** Begin EXERCISE INPUTS **

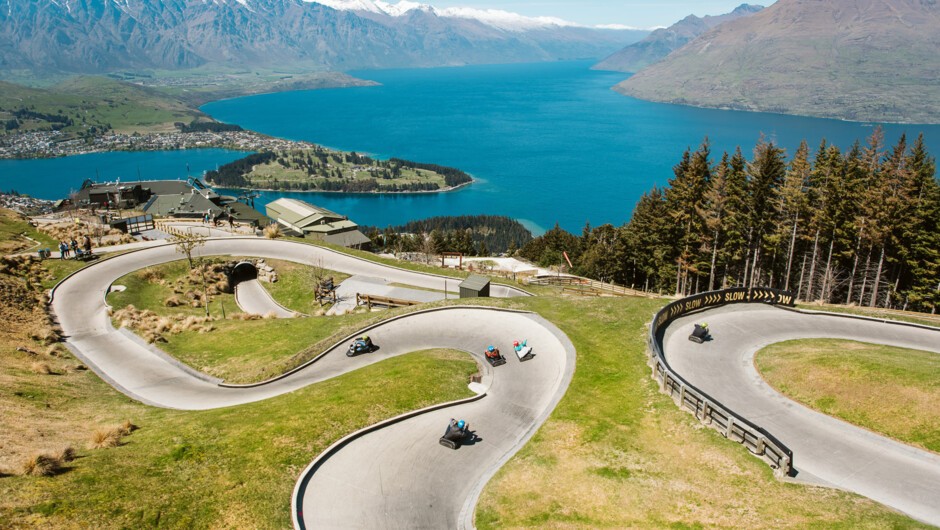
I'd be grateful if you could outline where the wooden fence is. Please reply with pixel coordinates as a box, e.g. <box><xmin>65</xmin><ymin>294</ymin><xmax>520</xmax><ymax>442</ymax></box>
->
<box><xmin>525</xmin><ymin>276</ymin><xmax>657</xmax><ymax>298</ymax></box>
<box><xmin>356</xmin><ymin>293</ymin><xmax>421</xmax><ymax>311</ymax></box>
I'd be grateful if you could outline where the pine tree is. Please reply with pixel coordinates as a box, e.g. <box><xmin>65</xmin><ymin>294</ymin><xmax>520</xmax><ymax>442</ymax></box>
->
<box><xmin>776</xmin><ymin>140</ymin><xmax>811</xmax><ymax>290</ymax></box>
<box><xmin>745</xmin><ymin>134</ymin><xmax>787</xmax><ymax>287</ymax></box>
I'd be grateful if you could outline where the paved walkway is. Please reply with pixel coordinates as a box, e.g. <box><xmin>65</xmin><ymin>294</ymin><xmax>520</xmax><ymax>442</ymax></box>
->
<box><xmin>663</xmin><ymin>304</ymin><xmax>940</xmax><ymax>525</ymax></box>
<box><xmin>327</xmin><ymin>276</ymin><xmax>456</xmax><ymax>315</ymax></box>
<box><xmin>52</xmin><ymin>238</ymin><xmax>575</xmax><ymax>528</ymax></box>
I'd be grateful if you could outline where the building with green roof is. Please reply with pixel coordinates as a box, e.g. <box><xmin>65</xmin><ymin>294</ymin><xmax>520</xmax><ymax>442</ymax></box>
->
<box><xmin>265</xmin><ymin>199</ymin><xmax>372</xmax><ymax>249</ymax></box>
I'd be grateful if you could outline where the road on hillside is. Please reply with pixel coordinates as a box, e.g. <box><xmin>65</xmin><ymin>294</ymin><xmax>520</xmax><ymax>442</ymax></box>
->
<box><xmin>663</xmin><ymin>304</ymin><xmax>940</xmax><ymax>525</ymax></box>
<box><xmin>52</xmin><ymin>238</ymin><xmax>575</xmax><ymax>528</ymax></box>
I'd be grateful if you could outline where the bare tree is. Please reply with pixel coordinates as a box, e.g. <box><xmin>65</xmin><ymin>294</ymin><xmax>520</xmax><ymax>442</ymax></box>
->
<box><xmin>170</xmin><ymin>232</ymin><xmax>206</xmax><ymax>270</ymax></box>
<box><xmin>419</xmin><ymin>234</ymin><xmax>436</xmax><ymax>265</ymax></box>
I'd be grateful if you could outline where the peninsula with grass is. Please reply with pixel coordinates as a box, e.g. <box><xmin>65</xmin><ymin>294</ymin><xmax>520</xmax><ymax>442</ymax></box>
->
<box><xmin>206</xmin><ymin>146</ymin><xmax>473</xmax><ymax>193</ymax></box>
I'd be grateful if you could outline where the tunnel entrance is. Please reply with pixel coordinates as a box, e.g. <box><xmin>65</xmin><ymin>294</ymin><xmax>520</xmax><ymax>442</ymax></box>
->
<box><xmin>229</xmin><ymin>261</ymin><xmax>258</xmax><ymax>287</ymax></box>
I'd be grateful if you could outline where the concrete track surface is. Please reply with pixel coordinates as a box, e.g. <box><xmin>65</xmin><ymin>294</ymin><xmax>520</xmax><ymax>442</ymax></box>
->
<box><xmin>235</xmin><ymin>280</ymin><xmax>297</xmax><ymax>318</ymax></box>
<box><xmin>663</xmin><ymin>304</ymin><xmax>940</xmax><ymax>525</ymax></box>
<box><xmin>52</xmin><ymin>238</ymin><xmax>575</xmax><ymax>528</ymax></box>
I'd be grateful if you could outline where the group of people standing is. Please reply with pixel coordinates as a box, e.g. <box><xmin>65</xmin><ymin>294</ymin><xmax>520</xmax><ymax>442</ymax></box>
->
<box><xmin>59</xmin><ymin>234</ymin><xmax>91</xmax><ymax>259</ymax></box>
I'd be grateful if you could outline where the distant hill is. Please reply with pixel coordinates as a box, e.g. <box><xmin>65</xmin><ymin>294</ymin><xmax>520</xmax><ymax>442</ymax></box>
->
<box><xmin>0</xmin><ymin>77</ymin><xmax>207</xmax><ymax>138</ymax></box>
<box><xmin>616</xmin><ymin>0</ymin><xmax>940</xmax><ymax>123</ymax></box>
<box><xmin>0</xmin><ymin>0</ymin><xmax>648</xmax><ymax>73</ymax></box>
<box><xmin>593</xmin><ymin>4</ymin><xmax>764</xmax><ymax>73</ymax></box>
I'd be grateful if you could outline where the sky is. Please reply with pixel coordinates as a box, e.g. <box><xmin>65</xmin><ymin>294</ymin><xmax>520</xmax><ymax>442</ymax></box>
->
<box><xmin>428</xmin><ymin>0</ymin><xmax>773</xmax><ymax>28</ymax></box>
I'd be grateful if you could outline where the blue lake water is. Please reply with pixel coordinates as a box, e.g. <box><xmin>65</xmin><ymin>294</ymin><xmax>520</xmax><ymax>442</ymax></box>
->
<box><xmin>0</xmin><ymin>149</ymin><xmax>247</xmax><ymax>199</ymax></box>
<box><xmin>0</xmin><ymin>62</ymin><xmax>940</xmax><ymax>231</ymax></box>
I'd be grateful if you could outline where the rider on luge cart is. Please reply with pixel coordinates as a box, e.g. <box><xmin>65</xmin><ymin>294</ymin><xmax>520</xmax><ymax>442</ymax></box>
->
<box><xmin>483</xmin><ymin>345</ymin><xmax>506</xmax><ymax>366</ymax></box>
<box><xmin>438</xmin><ymin>418</ymin><xmax>470</xmax><ymax>449</ymax></box>
<box><xmin>346</xmin><ymin>335</ymin><xmax>376</xmax><ymax>357</ymax></box>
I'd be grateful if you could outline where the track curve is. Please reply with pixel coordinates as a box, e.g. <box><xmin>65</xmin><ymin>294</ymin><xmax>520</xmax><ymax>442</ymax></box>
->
<box><xmin>52</xmin><ymin>238</ymin><xmax>575</xmax><ymax>528</ymax></box>
<box><xmin>235</xmin><ymin>280</ymin><xmax>299</xmax><ymax>318</ymax></box>
<box><xmin>663</xmin><ymin>304</ymin><xmax>940</xmax><ymax>525</ymax></box>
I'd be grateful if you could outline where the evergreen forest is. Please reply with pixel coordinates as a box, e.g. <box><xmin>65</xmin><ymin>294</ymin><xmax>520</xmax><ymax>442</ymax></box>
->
<box><xmin>361</xmin><ymin>215</ymin><xmax>532</xmax><ymax>256</ymax></box>
<box><xmin>204</xmin><ymin>146</ymin><xmax>473</xmax><ymax>193</ymax></box>
<box><xmin>520</xmin><ymin>129</ymin><xmax>940</xmax><ymax>313</ymax></box>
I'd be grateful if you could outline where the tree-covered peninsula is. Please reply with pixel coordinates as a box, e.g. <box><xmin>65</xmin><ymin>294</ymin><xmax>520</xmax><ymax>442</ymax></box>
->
<box><xmin>206</xmin><ymin>146</ymin><xmax>473</xmax><ymax>193</ymax></box>
<box><xmin>520</xmin><ymin>129</ymin><xmax>940</xmax><ymax>313</ymax></box>
<box><xmin>360</xmin><ymin>215</ymin><xmax>532</xmax><ymax>256</ymax></box>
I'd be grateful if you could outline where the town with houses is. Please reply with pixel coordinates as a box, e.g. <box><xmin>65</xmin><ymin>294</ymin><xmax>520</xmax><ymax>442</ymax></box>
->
<box><xmin>0</xmin><ymin>131</ymin><xmax>314</xmax><ymax>159</ymax></box>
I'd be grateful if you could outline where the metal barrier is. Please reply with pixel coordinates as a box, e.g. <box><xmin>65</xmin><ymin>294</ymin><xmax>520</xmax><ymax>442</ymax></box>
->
<box><xmin>649</xmin><ymin>287</ymin><xmax>796</xmax><ymax>475</ymax></box>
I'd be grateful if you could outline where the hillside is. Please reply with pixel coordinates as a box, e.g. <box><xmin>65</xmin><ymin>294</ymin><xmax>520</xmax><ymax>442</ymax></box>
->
<box><xmin>616</xmin><ymin>0</ymin><xmax>940</xmax><ymax>123</ymax></box>
<box><xmin>593</xmin><ymin>4</ymin><xmax>764</xmax><ymax>73</ymax></box>
<box><xmin>0</xmin><ymin>0</ymin><xmax>647</xmax><ymax>73</ymax></box>
<box><xmin>0</xmin><ymin>77</ymin><xmax>211</xmax><ymax>137</ymax></box>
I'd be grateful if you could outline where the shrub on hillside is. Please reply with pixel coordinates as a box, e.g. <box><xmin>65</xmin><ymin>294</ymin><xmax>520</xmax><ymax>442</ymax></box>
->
<box><xmin>23</xmin><ymin>453</ymin><xmax>62</xmax><ymax>477</ymax></box>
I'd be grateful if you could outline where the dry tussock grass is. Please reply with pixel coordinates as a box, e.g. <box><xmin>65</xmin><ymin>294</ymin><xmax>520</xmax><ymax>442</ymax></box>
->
<box><xmin>89</xmin><ymin>427</ymin><xmax>123</xmax><ymax>449</ymax></box>
<box><xmin>22</xmin><ymin>453</ymin><xmax>62</xmax><ymax>477</ymax></box>
<box><xmin>114</xmin><ymin>305</ymin><xmax>216</xmax><ymax>343</ymax></box>
<box><xmin>264</xmin><ymin>223</ymin><xmax>283</xmax><ymax>239</ymax></box>
<box><xmin>229</xmin><ymin>313</ymin><xmax>261</xmax><ymax>320</ymax></box>
<box><xmin>163</xmin><ymin>295</ymin><xmax>183</xmax><ymax>307</ymax></box>
<box><xmin>118</xmin><ymin>420</ymin><xmax>140</xmax><ymax>436</ymax></box>
<box><xmin>56</xmin><ymin>445</ymin><xmax>77</xmax><ymax>462</ymax></box>
<box><xmin>29</xmin><ymin>318</ymin><xmax>62</xmax><ymax>346</ymax></box>
<box><xmin>29</xmin><ymin>363</ymin><xmax>55</xmax><ymax>375</ymax></box>
<box><xmin>37</xmin><ymin>220</ymin><xmax>134</xmax><ymax>245</ymax></box>
<box><xmin>137</xmin><ymin>267</ymin><xmax>163</xmax><ymax>283</ymax></box>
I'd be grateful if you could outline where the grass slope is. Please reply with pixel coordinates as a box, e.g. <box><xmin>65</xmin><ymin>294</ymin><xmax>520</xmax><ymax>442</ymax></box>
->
<box><xmin>755</xmin><ymin>339</ymin><xmax>940</xmax><ymax>453</ymax></box>
<box><xmin>477</xmin><ymin>297</ymin><xmax>926</xmax><ymax>529</ymax></box>
<box><xmin>0</xmin><ymin>351</ymin><xmax>477</xmax><ymax>528</ymax></box>
<box><xmin>264</xmin><ymin>259</ymin><xmax>349</xmax><ymax>315</ymax></box>
<box><xmin>0</xmin><ymin>77</ymin><xmax>209</xmax><ymax>137</ymax></box>
<box><xmin>0</xmin><ymin>226</ymin><xmax>923</xmax><ymax>528</ymax></box>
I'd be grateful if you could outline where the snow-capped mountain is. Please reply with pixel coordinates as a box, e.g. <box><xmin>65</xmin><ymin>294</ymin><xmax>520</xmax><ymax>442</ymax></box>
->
<box><xmin>0</xmin><ymin>0</ymin><xmax>648</xmax><ymax>73</ymax></box>
<box><xmin>312</xmin><ymin>0</ymin><xmax>584</xmax><ymax>31</ymax></box>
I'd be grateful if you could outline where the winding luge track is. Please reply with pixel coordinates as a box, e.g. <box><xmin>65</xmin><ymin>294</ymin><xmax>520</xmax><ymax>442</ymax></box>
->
<box><xmin>52</xmin><ymin>238</ymin><xmax>575</xmax><ymax>528</ymax></box>
<box><xmin>663</xmin><ymin>304</ymin><xmax>940</xmax><ymax>525</ymax></box>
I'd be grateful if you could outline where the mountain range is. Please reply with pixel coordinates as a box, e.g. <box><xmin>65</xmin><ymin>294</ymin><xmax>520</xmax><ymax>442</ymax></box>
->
<box><xmin>594</xmin><ymin>4</ymin><xmax>764</xmax><ymax>73</ymax></box>
<box><xmin>0</xmin><ymin>0</ymin><xmax>648</xmax><ymax>73</ymax></box>
<box><xmin>616</xmin><ymin>0</ymin><xmax>940</xmax><ymax>123</ymax></box>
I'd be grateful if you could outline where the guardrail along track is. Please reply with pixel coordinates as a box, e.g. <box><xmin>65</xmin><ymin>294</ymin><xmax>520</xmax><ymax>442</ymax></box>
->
<box><xmin>649</xmin><ymin>287</ymin><xmax>796</xmax><ymax>475</ymax></box>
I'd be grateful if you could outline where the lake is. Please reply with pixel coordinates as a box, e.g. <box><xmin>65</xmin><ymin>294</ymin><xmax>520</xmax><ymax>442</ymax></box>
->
<box><xmin>0</xmin><ymin>62</ymin><xmax>940</xmax><ymax>232</ymax></box>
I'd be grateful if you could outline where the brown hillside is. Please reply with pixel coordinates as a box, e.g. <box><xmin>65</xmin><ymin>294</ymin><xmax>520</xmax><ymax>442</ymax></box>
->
<box><xmin>616</xmin><ymin>0</ymin><xmax>940</xmax><ymax>123</ymax></box>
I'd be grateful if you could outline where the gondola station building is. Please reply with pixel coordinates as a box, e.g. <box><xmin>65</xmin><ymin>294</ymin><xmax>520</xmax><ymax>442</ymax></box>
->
<box><xmin>265</xmin><ymin>199</ymin><xmax>372</xmax><ymax>249</ymax></box>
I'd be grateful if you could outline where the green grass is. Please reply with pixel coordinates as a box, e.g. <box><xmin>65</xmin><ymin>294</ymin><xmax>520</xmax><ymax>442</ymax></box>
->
<box><xmin>476</xmin><ymin>297</ymin><xmax>927</xmax><ymax>529</ymax></box>
<box><xmin>799</xmin><ymin>304</ymin><xmax>940</xmax><ymax>327</ymax></box>
<box><xmin>0</xmin><ymin>208</ymin><xmax>59</xmax><ymax>255</ymax></box>
<box><xmin>159</xmin><ymin>314</ymin><xmax>376</xmax><ymax>383</ymax></box>
<box><xmin>0</xmin><ymin>351</ymin><xmax>477</xmax><ymax>528</ymax></box>
<box><xmin>264</xmin><ymin>259</ymin><xmax>349</xmax><ymax>315</ymax></box>
<box><xmin>108</xmin><ymin>259</ymin><xmax>240</xmax><ymax>318</ymax></box>
<box><xmin>755</xmin><ymin>339</ymin><xmax>940</xmax><ymax>453</ymax></box>
<box><xmin>0</xmin><ymin>241</ymin><xmax>926</xmax><ymax>529</ymax></box>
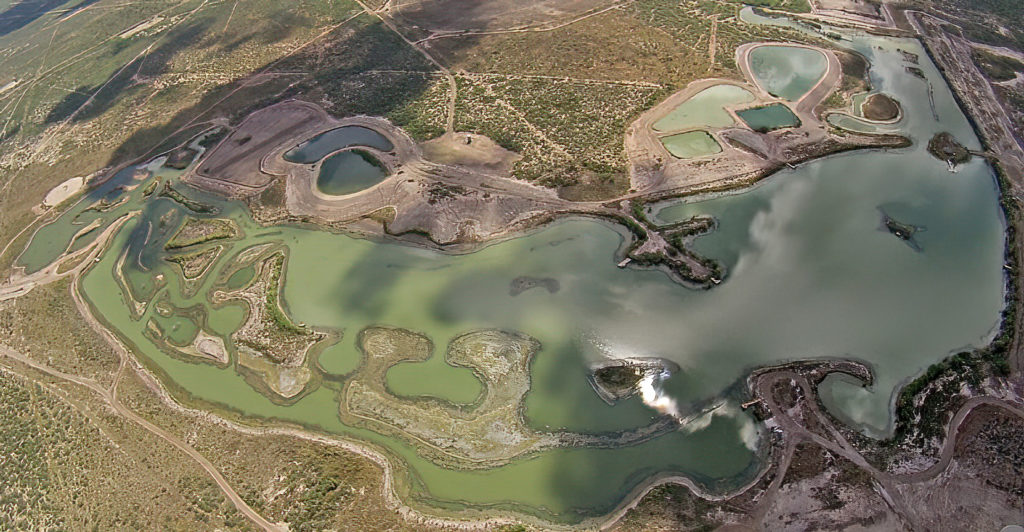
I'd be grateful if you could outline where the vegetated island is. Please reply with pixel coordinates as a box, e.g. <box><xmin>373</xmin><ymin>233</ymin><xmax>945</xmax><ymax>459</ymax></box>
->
<box><xmin>928</xmin><ymin>131</ymin><xmax>971</xmax><ymax>168</ymax></box>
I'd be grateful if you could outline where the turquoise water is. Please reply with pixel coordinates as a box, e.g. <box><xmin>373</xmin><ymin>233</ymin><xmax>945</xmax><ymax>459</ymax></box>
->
<box><xmin>750</xmin><ymin>45</ymin><xmax>828</xmax><ymax>101</ymax></box>
<box><xmin>653</xmin><ymin>84</ymin><xmax>754</xmax><ymax>131</ymax></box>
<box><xmin>19</xmin><ymin>12</ymin><xmax>1004</xmax><ymax>522</ymax></box>
<box><xmin>285</xmin><ymin>126</ymin><xmax>394</xmax><ymax>164</ymax></box>
<box><xmin>736</xmin><ymin>103</ymin><xmax>800</xmax><ymax>132</ymax></box>
<box><xmin>316</xmin><ymin>149</ymin><xmax>387</xmax><ymax>195</ymax></box>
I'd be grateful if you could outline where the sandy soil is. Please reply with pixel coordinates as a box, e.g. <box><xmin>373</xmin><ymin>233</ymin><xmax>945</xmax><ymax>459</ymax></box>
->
<box><xmin>43</xmin><ymin>177</ymin><xmax>85</xmax><ymax>207</ymax></box>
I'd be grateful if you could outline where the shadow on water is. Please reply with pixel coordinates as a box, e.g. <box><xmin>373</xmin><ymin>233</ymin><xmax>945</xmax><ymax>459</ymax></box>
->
<box><xmin>51</xmin><ymin>3</ymin><xmax>712</xmax><ymax>521</ymax></box>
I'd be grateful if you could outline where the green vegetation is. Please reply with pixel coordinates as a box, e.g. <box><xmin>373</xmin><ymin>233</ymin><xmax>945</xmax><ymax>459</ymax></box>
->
<box><xmin>941</xmin><ymin>0</ymin><xmax>1024</xmax><ymax>47</ymax></box>
<box><xmin>157</xmin><ymin>181</ymin><xmax>217</xmax><ymax>214</ymax></box>
<box><xmin>263</xmin><ymin>253</ymin><xmax>310</xmax><ymax>336</ymax></box>
<box><xmin>861</xmin><ymin>94</ymin><xmax>899</xmax><ymax>121</ymax></box>
<box><xmin>165</xmin><ymin>246</ymin><xmax>221</xmax><ymax>279</ymax></box>
<box><xmin>594</xmin><ymin>364</ymin><xmax>643</xmax><ymax>390</ymax></box>
<box><xmin>164</xmin><ymin>216</ymin><xmax>239</xmax><ymax>251</ymax></box>
<box><xmin>142</xmin><ymin>179</ymin><xmax>160</xmax><ymax>197</ymax></box>
<box><xmin>886</xmin><ymin>164</ymin><xmax>1022</xmax><ymax>450</ymax></box>
<box><xmin>971</xmin><ymin>49</ymin><xmax>1024</xmax><ymax>81</ymax></box>
<box><xmin>740</xmin><ymin>0</ymin><xmax>811</xmax><ymax>13</ymax></box>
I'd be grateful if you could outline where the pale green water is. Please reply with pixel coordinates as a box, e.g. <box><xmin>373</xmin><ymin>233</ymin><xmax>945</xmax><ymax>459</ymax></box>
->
<box><xmin>662</xmin><ymin>131</ymin><xmax>722</xmax><ymax>159</ymax></box>
<box><xmin>653</xmin><ymin>84</ymin><xmax>754</xmax><ymax>131</ymax></box>
<box><xmin>316</xmin><ymin>149</ymin><xmax>387</xmax><ymax>195</ymax></box>
<box><xmin>736</xmin><ymin>103</ymin><xmax>800</xmax><ymax>131</ymax></box>
<box><xmin>750</xmin><ymin>46</ymin><xmax>828</xmax><ymax>101</ymax></box>
<box><xmin>285</xmin><ymin>126</ymin><xmax>394</xmax><ymax>164</ymax></box>
<box><xmin>12</xmin><ymin>15</ymin><xmax>1002</xmax><ymax>521</ymax></box>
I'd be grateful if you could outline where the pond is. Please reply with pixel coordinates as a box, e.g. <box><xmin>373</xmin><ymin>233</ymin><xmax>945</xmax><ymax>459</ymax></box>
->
<box><xmin>19</xmin><ymin>15</ymin><xmax>1004</xmax><ymax>523</ymax></box>
<box><xmin>750</xmin><ymin>45</ymin><xmax>828</xmax><ymax>101</ymax></box>
<box><xmin>285</xmin><ymin>126</ymin><xmax>394</xmax><ymax>165</ymax></box>
<box><xmin>653</xmin><ymin>84</ymin><xmax>754</xmax><ymax>131</ymax></box>
<box><xmin>736</xmin><ymin>103</ymin><xmax>800</xmax><ymax>132</ymax></box>
<box><xmin>316</xmin><ymin>149</ymin><xmax>388</xmax><ymax>195</ymax></box>
<box><xmin>662</xmin><ymin>131</ymin><xmax>722</xmax><ymax>159</ymax></box>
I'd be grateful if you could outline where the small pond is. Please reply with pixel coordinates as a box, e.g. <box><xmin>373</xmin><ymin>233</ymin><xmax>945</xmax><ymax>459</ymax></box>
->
<box><xmin>662</xmin><ymin>131</ymin><xmax>722</xmax><ymax>159</ymax></box>
<box><xmin>285</xmin><ymin>126</ymin><xmax>394</xmax><ymax>165</ymax></box>
<box><xmin>736</xmin><ymin>103</ymin><xmax>800</xmax><ymax>133</ymax></box>
<box><xmin>654</xmin><ymin>84</ymin><xmax>754</xmax><ymax>131</ymax></box>
<box><xmin>316</xmin><ymin>149</ymin><xmax>387</xmax><ymax>195</ymax></box>
<box><xmin>750</xmin><ymin>45</ymin><xmax>828</xmax><ymax>101</ymax></box>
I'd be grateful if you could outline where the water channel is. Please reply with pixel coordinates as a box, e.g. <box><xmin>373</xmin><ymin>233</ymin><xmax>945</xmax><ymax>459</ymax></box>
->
<box><xmin>19</xmin><ymin>11</ymin><xmax>1004</xmax><ymax>522</ymax></box>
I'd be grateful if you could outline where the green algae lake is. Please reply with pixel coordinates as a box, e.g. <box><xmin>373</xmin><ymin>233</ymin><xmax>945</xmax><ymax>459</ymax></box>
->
<box><xmin>19</xmin><ymin>16</ymin><xmax>1005</xmax><ymax>524</ymax></box>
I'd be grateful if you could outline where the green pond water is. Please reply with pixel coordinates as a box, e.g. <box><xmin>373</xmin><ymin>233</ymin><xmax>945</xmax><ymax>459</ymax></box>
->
<box><xmin>736</xmin><ymin>103</ymin><xmax>800</xmax><ymax>131</ymax></box>
<box><xmin>19</xmin><ymin>15</ymin><xmax>1004</xmax><ymax>522</ymax></box>
<box><xmin>653</xmin><ymin>84</ymin><xmax>754</xmax><ymax>131</ymax></box>
<box><xmin>662</xmin><ymin>131</ymin><xmax>722</xmax><ymax>159</ymax></box>
<box><xmin>285</xmin><ymin>126</ymin><xmax>394</xmax><ymax>164</ymax></box>
<box><xmin>316</xmin><ymin>149</ymin><xmax>387</xmax><ymax>195</ymax></box>
<box><xmin>750</xmin><ymin>45</ymin><xmax>828</xmax><ymax>101</ymax></box>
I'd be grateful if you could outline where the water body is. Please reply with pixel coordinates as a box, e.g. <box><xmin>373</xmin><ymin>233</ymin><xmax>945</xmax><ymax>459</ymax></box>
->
<box><xmin>316</xmin><ymin>149</ymin><xmax>387</xmax><ymax>195</ymax></box>
<box><xmin>14</xmin><ymin>15</ymin><xmax>1004</xmax><ymax>522</ymax></box>
<box><xmin>285</xmin><ymin>126</ymin><xmax>394</xmax><ymax>165</ymax></box>
<box><xmin>750</xmin><ymin>45</ymin><xmax>828</xmax><ymax>101</ymax></box>
<box><xmin>653</xmin><ymin>84</ymin><xmax>754</xmax><ymax>131</ymax></box>
<box><xmin>662</xmin><ymin>131</ymin><xmax>722</xmax><ymax>159</ymax></box>
<box><xmin>736</xmin><ymin>103</ymin><xmax>800</xmax><ymax>131</ymax></box>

** End EXERCISE INPUTS **

- [WRITTEN EXERCISE]: Can you reproduce, unchanged, the records from the line containing "I'd be grateful if you could outline where the water body" through the final line?

- [COMPLETE OUTPUT]:
I'd be grateful if you could outline where the water body is. Please reply with pixel coordinates as a box, e.g. <box><xmin>373</xmin><ymin>233</ymin><xmax>945</xmax><ymax>459</ymax></box>
->
<box><xmin>316</xmin><ymin>149</ymin><xmax>387</xmax><ymax>195</ymax></box>
<box><xmin>14</xmin><ymin>15</ymin><xmax>1004</xmax><ymax>522</ymax></box>
<box><xmin>285</xmin><ymin>126</ymin><xmax>394</xmax><ymax>165</ymax></box>
<box><xmin>750</xmin><ymin>45</ymin><xmax>828</xmax><ymax>101</ymax></box>
<box><xmin>653</xmin><ymin>84</ymin><xmax>754</xmax><ymax>131</ymax></box>
<box><xmin>662</xmin><ymin>131</ymin><xmax>722</xmax><ymax>159</ymax></box>
<box><xmin>736</xmin><ymin>103</ymin><xmax>800</xmax><ymax>131</ymax></box>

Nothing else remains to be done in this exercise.